Brano da leggere ::
◆ ◆ ◆ ◆ ◆

La famiglia non è un santino da incorniciare, ma un organismo vivo che respira, cambia, sanguina. Eppure in Italia ne veneriamo ancora una versione imbalsamata mentre la realtà esplode sotto i nostri occhi: il 30% delle unioni va in frantumi, le coppie di fatto sono raddoppiate in un decennio e oltre un terzo dei bambini nasce fuori dal matrimonio. Numeri che urlano una verità scomoda: la famiglia “tradizionale” è diventata l’eccezione, non la regola.

Continuiamo a parlare di “famiglia” come fosse un monolite sacro, ignorando brutalmente la metamorfosi in atto. Le famiglie monoparentali – spesso madri sole – vengono abbandonate a se stesse, mentre quelle omogenitoriali restano intrappolate in un limbo di diritti negati e pregiudizi. Dietro questa resistenza al cambiamento si nasconde una paura ancestrale: riconoscere che gli affetti possono esistere al di fuori degli schemi tradizionali, significherebbe ammettere che il nostro stesso modello di riferimento è solo una delle tante possibilità.

Le proiezioni Istat disegnano un futuro inequivocabile: entro il 2043 avremo 27 milioni di famiglie (+930mila rispetto al 2023), ma sempre più piccole e frammentate. Il numero medio di componenti precipiterà da 2,25 a 2,08 persone. Quasi il 43% saranno “famiglie senza nuclei” – persone sole – contro il 38,3% attuale. Invecchiamento, crollo delle nascite e matrimoni che implodono stanno ridisegnando il panorama demografico italiano, eppure le nostre istituzioni sembrano incapaci di adattarsi a questa nuova realtà.

◆ ◆ ◆ ◆ ◆

Informazioni fornite ::
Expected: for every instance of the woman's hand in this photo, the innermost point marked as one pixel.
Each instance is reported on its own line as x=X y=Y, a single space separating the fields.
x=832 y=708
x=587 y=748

◆ ◆ ◆ ◆ ◆

Descrizione del compito ::
Secondo le proiezioni Istat riportate nel brano sulla famiglia, a quanto scenderà il numero medio di componenti per famiglia entro il 2043?

Problema risolto ::
Scenderà da 2,25 a 2,08 persone.